▶ **PASSAGE GIVEN**:
>>>

Fig 1 CCG

Carbon Capture Gardens: A Nature-Based Solution for Managing Urban Brownfield Soils for Biodiversity and Ecosystem Services

Mark Goddard, Newcastle. 
February 7, 2016

Ideas From People Worldwide, Working For Resilient, Sustainable, Livable, and Just Cities

I may have (just) missed the 2015 International Year of Soils, so please forgive me for jumping on the soils bandwagon somewhat belatedly. Before I go further, a disclaimer—I am no expert on soils, having only relatively recently begun working on a multidisciplinary research project on carbon capture in urban soils, so what follows is an ecologist’s slant on how soils can be designed (or even engineered) to provide multiple ecosystem services in cities. One route by which this can be achieved is the widespread creation of Carbon Capture Gardens, and in this essay I will explore some of the science behind this idea and other ways of managing urban soils to benefit people and the planet.

Carbon sequestration in the soils of U.K.’s urban brownfields has the potential to meet 10 percent of the U.K.’s annual CO2 reduction target.

<<<

▶ **RAW DATA**:
>>>

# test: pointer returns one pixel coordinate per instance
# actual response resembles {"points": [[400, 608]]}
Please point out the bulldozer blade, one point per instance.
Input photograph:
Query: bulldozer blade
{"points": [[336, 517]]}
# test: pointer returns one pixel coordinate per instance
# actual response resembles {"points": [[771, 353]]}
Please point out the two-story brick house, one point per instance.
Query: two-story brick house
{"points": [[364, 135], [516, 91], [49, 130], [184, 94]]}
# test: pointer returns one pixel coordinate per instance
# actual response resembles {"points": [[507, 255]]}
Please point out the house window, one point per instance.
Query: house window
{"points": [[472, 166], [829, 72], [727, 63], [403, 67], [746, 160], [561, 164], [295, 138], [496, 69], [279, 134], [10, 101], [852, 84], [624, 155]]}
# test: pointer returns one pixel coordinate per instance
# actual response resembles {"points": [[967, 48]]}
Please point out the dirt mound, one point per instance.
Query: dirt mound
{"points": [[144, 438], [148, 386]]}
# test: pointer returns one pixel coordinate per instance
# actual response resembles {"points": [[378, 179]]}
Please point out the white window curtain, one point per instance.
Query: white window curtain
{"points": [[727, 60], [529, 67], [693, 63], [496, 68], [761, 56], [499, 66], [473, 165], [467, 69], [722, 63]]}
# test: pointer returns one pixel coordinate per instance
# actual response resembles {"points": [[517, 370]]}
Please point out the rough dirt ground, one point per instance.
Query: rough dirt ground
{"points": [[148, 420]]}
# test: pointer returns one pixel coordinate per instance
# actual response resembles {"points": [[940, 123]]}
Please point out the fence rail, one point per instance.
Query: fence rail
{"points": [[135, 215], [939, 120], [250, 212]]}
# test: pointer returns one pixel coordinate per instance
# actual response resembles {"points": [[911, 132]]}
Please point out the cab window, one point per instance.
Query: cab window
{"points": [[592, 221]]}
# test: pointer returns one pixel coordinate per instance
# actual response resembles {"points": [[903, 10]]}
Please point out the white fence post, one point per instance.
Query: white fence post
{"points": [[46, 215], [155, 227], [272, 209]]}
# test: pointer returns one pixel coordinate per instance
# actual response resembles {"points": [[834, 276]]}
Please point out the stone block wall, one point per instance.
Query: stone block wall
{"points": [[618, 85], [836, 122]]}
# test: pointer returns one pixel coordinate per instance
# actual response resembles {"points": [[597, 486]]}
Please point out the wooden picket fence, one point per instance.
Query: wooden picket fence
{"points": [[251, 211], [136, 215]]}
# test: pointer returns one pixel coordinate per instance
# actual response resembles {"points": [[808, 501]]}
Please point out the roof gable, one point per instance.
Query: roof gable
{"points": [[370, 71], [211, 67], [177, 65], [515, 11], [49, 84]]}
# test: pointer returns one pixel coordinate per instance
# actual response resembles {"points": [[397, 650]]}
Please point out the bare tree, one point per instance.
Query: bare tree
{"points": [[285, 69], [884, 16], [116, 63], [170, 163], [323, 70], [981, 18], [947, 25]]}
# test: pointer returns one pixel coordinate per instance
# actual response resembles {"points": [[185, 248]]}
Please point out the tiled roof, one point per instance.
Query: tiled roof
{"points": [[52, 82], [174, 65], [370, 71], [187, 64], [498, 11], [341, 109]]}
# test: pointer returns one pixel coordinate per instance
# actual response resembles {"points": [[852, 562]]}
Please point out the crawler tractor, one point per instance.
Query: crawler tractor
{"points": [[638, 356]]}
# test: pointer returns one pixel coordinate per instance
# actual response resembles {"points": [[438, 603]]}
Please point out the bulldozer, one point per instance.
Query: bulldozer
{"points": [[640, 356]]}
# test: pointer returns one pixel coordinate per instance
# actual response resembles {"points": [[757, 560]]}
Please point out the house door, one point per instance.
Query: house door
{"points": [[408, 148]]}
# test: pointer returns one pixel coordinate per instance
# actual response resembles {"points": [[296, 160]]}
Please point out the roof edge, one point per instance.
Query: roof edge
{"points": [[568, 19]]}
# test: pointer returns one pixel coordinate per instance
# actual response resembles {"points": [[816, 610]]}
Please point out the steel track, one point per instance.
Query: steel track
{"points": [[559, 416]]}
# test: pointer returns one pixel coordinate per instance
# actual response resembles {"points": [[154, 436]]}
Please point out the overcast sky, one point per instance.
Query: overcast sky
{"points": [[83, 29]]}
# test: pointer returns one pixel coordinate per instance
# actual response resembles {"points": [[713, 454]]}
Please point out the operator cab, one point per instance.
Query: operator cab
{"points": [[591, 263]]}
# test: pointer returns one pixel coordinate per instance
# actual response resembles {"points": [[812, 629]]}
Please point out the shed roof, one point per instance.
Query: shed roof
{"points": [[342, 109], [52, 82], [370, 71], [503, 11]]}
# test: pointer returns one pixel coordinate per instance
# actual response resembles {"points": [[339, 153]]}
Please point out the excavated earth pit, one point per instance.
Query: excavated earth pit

<<<
>>>

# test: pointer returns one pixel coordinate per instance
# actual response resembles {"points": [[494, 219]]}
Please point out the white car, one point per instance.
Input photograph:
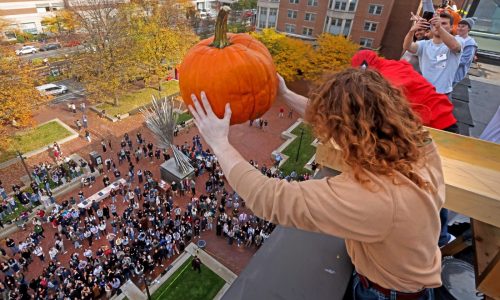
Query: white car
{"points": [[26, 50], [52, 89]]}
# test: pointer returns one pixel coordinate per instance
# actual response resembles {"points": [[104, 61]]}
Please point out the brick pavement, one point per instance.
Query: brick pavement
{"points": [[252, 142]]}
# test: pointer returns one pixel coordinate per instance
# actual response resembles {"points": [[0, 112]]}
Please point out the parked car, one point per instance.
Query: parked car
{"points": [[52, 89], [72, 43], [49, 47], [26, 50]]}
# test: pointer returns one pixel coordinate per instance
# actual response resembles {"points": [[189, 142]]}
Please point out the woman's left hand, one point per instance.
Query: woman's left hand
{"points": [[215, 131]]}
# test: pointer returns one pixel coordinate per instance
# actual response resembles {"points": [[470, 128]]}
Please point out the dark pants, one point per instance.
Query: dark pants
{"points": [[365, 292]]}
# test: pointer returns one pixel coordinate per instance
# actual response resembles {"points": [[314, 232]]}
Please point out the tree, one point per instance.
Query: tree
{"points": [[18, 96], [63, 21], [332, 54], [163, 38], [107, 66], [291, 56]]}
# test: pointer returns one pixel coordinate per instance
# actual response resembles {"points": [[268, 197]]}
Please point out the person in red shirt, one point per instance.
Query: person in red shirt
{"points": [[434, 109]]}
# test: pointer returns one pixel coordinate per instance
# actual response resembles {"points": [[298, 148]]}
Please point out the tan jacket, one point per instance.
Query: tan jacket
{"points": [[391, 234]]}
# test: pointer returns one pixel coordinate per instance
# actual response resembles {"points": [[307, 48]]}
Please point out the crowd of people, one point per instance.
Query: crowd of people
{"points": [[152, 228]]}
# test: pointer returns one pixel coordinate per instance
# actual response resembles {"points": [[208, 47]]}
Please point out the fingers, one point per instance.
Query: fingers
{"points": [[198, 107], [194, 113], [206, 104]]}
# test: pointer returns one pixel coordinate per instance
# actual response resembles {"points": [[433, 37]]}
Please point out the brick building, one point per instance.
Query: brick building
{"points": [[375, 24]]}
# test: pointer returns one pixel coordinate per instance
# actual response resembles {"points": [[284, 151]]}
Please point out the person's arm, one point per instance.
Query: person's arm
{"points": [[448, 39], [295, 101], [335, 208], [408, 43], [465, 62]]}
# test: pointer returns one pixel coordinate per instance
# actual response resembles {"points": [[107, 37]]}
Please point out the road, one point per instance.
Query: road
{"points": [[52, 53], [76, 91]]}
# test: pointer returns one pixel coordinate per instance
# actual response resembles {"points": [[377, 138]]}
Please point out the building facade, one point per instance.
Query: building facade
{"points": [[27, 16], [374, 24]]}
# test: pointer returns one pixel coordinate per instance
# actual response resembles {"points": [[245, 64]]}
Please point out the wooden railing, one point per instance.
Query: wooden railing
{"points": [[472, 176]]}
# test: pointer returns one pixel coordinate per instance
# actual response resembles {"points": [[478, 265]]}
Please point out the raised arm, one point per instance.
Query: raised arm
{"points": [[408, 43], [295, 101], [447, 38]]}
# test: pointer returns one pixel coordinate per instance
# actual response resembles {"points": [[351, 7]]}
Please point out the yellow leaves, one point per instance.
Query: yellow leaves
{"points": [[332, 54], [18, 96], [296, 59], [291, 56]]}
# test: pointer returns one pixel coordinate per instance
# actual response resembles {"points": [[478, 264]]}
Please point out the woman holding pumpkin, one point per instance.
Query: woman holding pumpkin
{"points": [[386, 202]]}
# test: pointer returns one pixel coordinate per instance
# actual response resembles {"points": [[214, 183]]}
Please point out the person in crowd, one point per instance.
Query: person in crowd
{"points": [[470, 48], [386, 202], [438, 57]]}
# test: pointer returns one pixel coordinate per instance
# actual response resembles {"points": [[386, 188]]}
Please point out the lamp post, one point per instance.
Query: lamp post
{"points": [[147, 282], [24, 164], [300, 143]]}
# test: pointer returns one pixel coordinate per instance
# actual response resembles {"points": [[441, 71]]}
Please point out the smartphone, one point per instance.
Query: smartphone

<<<

▶ **TASKS FOR THIS EXERCISE**:
1) Rewrite the part of the urban soils article that opens with the words "I may have (just)" and closes with "and the planet.", replacing "multidisciplinary" with "interdisciplinary".
2) Continue the article on urban soils and Carbon Capture Gardens from where it stops.

▶ **ANSWER LIST**:
1)
I may have (just) missed the 2015 International Year of Soils, so please forgive me for jumping on the soils bandwagon somewhat belatedly. Before I go further, a disclaimer—I am no expert on soils, having only relatively recently begun working on a interdisciplinary research project on carbon capture in urban soils, so what follows is an ecologist’s slant on how soils can be designed (or even engineered) to provide multiple ecosystem services in cities. One route by which this can be achieved is the widespread creation of Carbon Capture Gardens, and in this essay I will explore some of the science behind this idea and other ways of managing urban soils to benefit people and the planet.

2)
I focus mainly on soils in urban brownfield land—a term that is used to describe previously developed land in a vacant or derelict condition. Data on the prevalence of urban brownfield land is often rather scarce, but an article by Peleg Kremer and colleagues (here at TNOC) showed that vacant land (which includes non-brownfield land) typically makes up between 12.5 and 25 percent of U.S. cities. Brownfield land is particularly common in the ‘shrinking cities’ of the U.S. and Europe, where human depopulation in recent decades has led to serious challenges for city planners and urban governance. However, the contribution of brownfield land to urban green infrastructure, and human societal needs more broadly, is increasingly acknowledged.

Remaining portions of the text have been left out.